--- START OF Extracted text ---
It is noted that in these tests fan power was not linked to sprinkler activation, but was manually controlled to study the impact of fan shut-off time on fire spread. During both tests the fan was not shut off during sprinkler activation.

These two tests again confirmed HVLS fans will impact the performance of sprinkler systems negatively protecting high-piled combustible storage.

HVLS full-scale fire test for rack storage loaded with pallets and cardboard boxes with Group A plastics
(Fire Test Demonstration at Underwriter Laboratories, June 2009). Video courtesy of NFPA

Both tests received a “passing grade” for the fire scenarios investigated. When the ignition source was placed under the tip of the HVLS fan blades, the sprinkler system could suppress the fire. In this test three ESFR sprinklers operated. However, when the ignition source was centered directly beneath the HVLS fan, the fire could only by be “controlled” by eight ESFR sprinklers (but not “extinguished”), despite the fact that almost 3x times (i.e., 8 vs. 3 heads) as many sprinkler heads opened when compared to the previous test. The test received a ‘pass’, because the total number of sprinklers activated during the test was less than 12, which is an established design criterion for ESFR systems.
--- END OF Extracted text ---
Given problem.
Answer these questions using the text on HVLS fans and sprinkler tests.
(a) How was fan power handled in these tests?
(b) How many ESFR sprinklers operated when the ignition source was placed under the tip of the fan blades?
(c) Below what total number of activated sprinklers does a test pass under the ESFR design criterion?
--- START OF Data provided ---
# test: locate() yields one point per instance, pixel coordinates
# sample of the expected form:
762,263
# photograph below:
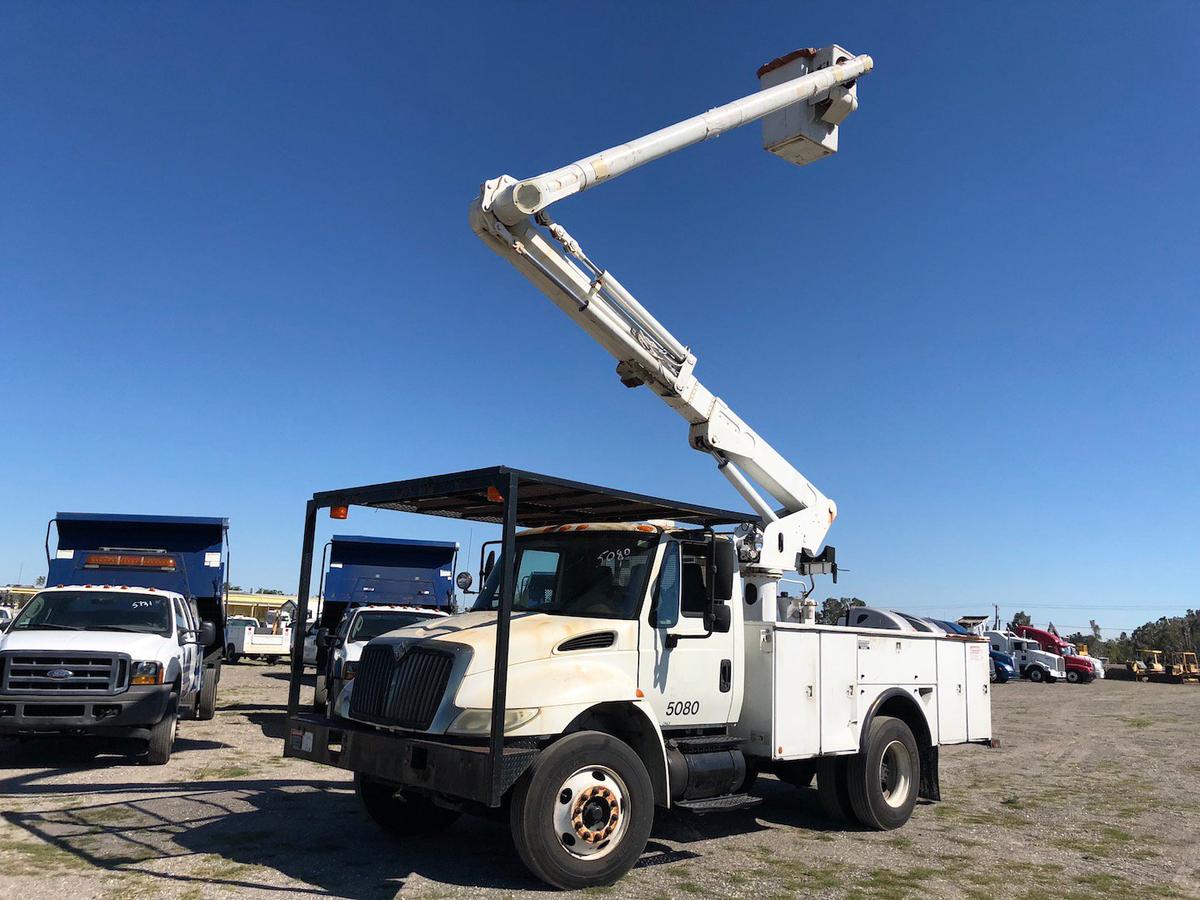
--- END OF Data provided ---
Solution to this problem.
(a) It was controlled manually rather than linked to sprinkler activation.
(b) Three.
(c) 12.